_Given text_:
Tests were conducted in a custom-built, operant conditioning chamber with internal dimensions of 46 cm long × 60 cm wide × 60 cm high. The monitor, touchscreen, computer, interface, house light, and feeder light were the same models as those used for the pigeon chamber. All stimuli were presented on a monitor, visible through a 27.4 cm × 20.4 cm viewing window in the middle of the front panel. The bottom edge of the viewing window was 18 cm above the chamber floor. A house light was located in the ceiling and illuminated during trials. A 7 cm × 7 cm aperture was positioned 9 cm below the center of the bottom edge of the viewing window and 2 cm above the chamber floor. A pellet dispenser (ENV-203-1000, MED-Associates) positioned outside the chamber delivered dry dog pellets (approximately 0.45 g) into the aperture through a vinyl tube. A feeder light situated in the aperture signaled food availability and also served as the conditional reinforcer. Throughout the experimental sessions, 75-dB white noise was played as a masking noise.

Stimuli

The stimulus display consisted of one target and three identical distractors (Fig. 1). In the no-context displays, the target and distractors were the positively and negatively inclined line slopes. The positive slopes were inclined 45, 56.25, 67.50, 78.75, and 90° from horizontal. The inclination of the negative slopes differed 90° in a clockwise direction from those of the positive slopes. In the context displays, identical L-shaped or U-shaped contexts were added to both the positive and the negative slopes. The size of the stimuli was 3.0 × 3.0 cm, and the centers of the stimuli were separated by 9.0 cm.

_What is asked_: Reproduce the passage on the test chamber and stimuli in full, word for word. The listing after this point plays no part here.

_Dataset_:
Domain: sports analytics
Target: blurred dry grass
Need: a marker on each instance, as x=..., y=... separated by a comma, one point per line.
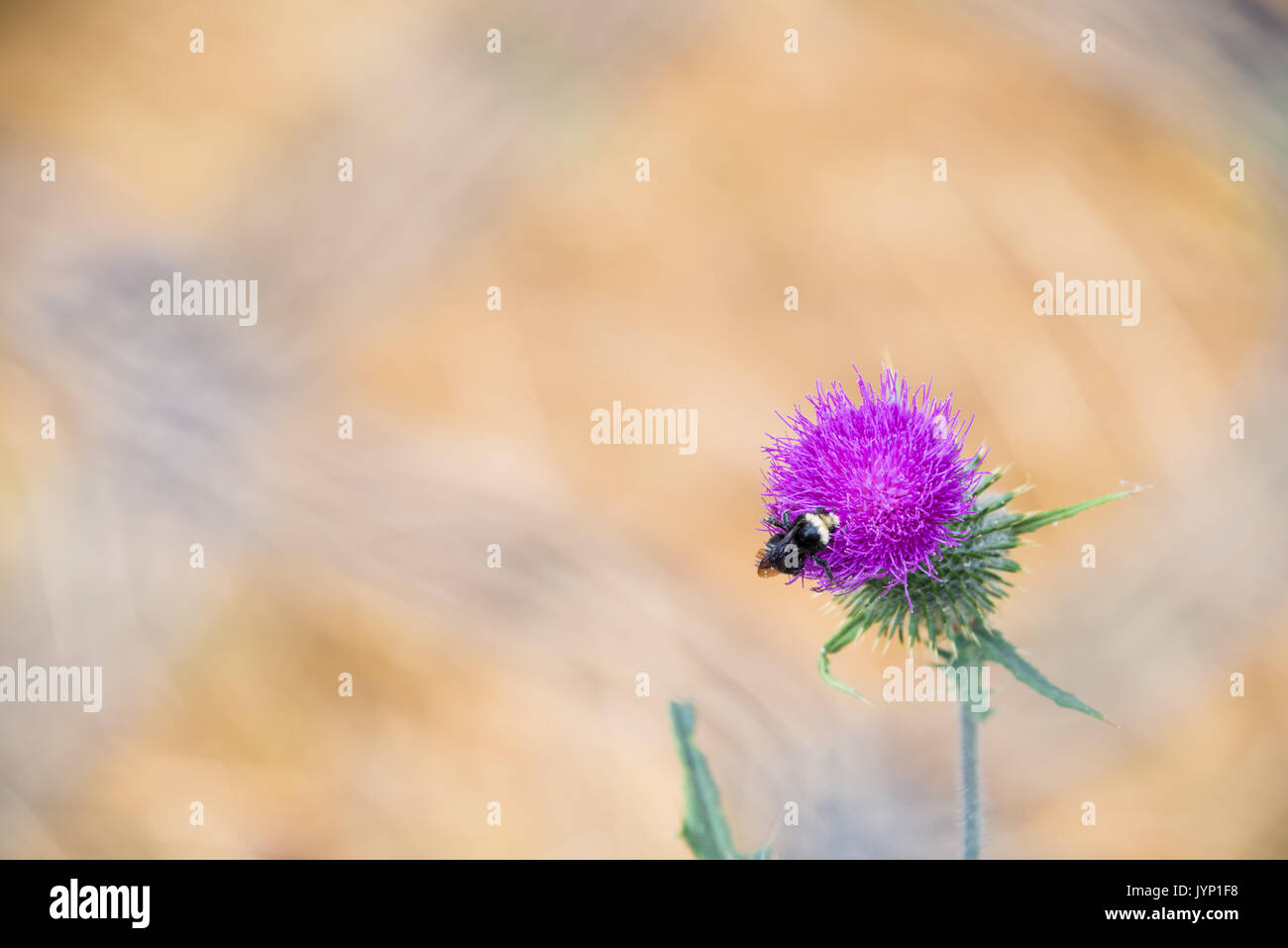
x=472, y=427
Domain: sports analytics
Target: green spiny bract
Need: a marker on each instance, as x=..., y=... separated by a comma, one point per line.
x=951, y=614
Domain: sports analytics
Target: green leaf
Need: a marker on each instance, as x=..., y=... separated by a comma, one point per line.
x=704, y=828
x=995, y=648
x=1031, y=522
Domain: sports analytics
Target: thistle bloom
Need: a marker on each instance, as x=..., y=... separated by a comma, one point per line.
x=890, y=468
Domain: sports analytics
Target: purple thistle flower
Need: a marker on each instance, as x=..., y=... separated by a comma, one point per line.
x=890, y=469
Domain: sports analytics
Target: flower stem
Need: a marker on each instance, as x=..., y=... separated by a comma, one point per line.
x=970, y=780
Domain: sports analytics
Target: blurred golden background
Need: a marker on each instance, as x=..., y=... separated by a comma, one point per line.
x=471, y=427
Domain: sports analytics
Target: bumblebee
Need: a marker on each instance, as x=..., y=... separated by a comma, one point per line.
x=797, y=540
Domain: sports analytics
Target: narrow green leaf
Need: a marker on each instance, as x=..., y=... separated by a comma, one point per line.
x=824, y=670
x=1030, y=522
x=999, y=649
x=704, y=828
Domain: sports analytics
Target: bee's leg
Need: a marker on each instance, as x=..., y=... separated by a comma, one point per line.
x=831, y=579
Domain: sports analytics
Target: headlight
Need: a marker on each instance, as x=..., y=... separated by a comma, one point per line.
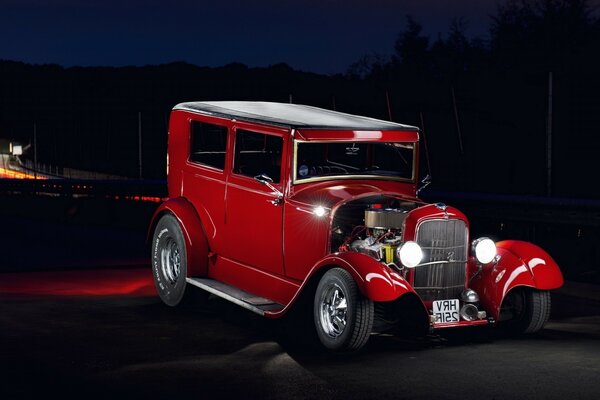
x=319, y=211
x=410, y=254
x=484, y=249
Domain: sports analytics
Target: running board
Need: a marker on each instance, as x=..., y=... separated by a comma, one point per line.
x=256, y=304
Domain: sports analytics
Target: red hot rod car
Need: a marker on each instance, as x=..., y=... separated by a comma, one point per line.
x=269, y=202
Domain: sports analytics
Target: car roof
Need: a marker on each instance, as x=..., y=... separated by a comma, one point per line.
x=290, y=115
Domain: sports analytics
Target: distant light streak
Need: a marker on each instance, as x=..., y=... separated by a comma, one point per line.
x=10, y=174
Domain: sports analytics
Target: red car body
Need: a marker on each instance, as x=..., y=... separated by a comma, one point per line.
x=248, y=237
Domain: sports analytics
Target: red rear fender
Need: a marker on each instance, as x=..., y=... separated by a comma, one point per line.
x=196, y=244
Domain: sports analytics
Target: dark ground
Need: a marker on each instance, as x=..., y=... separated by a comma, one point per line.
x=131, y=345
x=94, y=329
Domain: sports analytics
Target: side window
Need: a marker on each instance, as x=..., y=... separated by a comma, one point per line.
x=256, y=153
x=208, y=144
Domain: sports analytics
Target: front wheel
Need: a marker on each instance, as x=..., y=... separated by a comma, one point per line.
x=530, y=310
x=343, y=317
x=169, y=260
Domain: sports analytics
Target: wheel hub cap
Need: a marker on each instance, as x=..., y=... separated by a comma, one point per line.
x=333, y=311
x=170, y=260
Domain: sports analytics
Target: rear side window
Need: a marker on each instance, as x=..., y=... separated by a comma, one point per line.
x=256, y=154
x=208, y=144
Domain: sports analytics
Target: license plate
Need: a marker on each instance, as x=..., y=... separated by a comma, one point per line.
x=446, y=311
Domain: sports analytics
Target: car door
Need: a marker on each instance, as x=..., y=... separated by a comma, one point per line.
x=254, y=211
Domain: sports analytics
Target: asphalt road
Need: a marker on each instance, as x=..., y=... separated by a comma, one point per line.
x=104, y=334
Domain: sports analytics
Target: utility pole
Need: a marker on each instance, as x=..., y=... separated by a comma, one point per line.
x=140, y=143
x=458, y=131
x=34, y=151
x=549, y=138
x=387, y=100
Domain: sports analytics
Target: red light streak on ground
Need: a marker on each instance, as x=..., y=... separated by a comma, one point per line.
x=10, y=174
x=110, y=282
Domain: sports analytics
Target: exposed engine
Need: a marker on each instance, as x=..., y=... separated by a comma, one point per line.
x=381, y=232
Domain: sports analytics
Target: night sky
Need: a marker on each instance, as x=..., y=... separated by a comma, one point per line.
x=323, y=36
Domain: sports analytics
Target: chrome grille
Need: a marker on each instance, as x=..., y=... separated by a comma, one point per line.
x=444, y=244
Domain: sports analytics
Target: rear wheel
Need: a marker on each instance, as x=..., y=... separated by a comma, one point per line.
x=530, y=310
x=169, y=260
x=343, y=317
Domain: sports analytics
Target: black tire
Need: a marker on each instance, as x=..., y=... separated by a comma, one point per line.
x=169, y=260
x=530, y=309
x=343, y=317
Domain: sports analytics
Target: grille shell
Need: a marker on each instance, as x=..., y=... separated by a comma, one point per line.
x=444, y=243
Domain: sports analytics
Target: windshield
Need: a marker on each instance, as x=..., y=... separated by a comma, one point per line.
x=322, y=160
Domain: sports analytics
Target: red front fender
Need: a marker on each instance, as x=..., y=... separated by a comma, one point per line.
x=520, y=264
x=375, y=281
x=196, y=245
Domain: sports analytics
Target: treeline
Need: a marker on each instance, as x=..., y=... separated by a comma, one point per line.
x=484, y=103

_Answer for the task_:
Tests were conducted in a custom-built, operant conditioning chamber with internal dimensions of 46 cm long × 60 cm wide × 60 cm high. The monitor, touchscreen, computer, interface, house light, and feeder light were the same models as those used for the pigeon chamber. All stimuli were presented on a monitor, visible through a 27.4 cm × 20.4 cm viewing window in the middle of the front panel. The bottom edge of the viewing window was 18 cm above the chamber floor. A house light was located in the ceiling and illuminated during trials. A 7 cm × 7 cm aperture was positioned 9 cm below the center of the bottom edge of the viewing window and 2 cm above the chamber floor. A pellet dispenser (ENV-203-1000, MED-Associates) positioned outside the chamber delivered dry dog pellets (approximately 0.45 g) into the aperture through a vinyl tube. A feeder light situated in the aperture signaled food availability and also served as the conditional reinforcer. Throughout the experimental sessions, 75-dB white noise was played as a masking noise.

Stimuli

The stimulus display consisted of one target and three identical distractors (Fig. 1). In the no-context displays, the target and distractors were the positively and negatively inclined line slopes. The positive slopes were inclined 45, 56.25, 67.50, 78.75, and 90° from horizontal. The inclination of the negative slopes differed 90° in a clockwise direction from those of the positive slopes. In the context displays, identical L-shaped or U-shaped contexts were added to both the positive and the negative slopes. The size of the stimuli was 3.0 × 3.0 cm, and the centers of the stimuli were separated by 9.0 cm.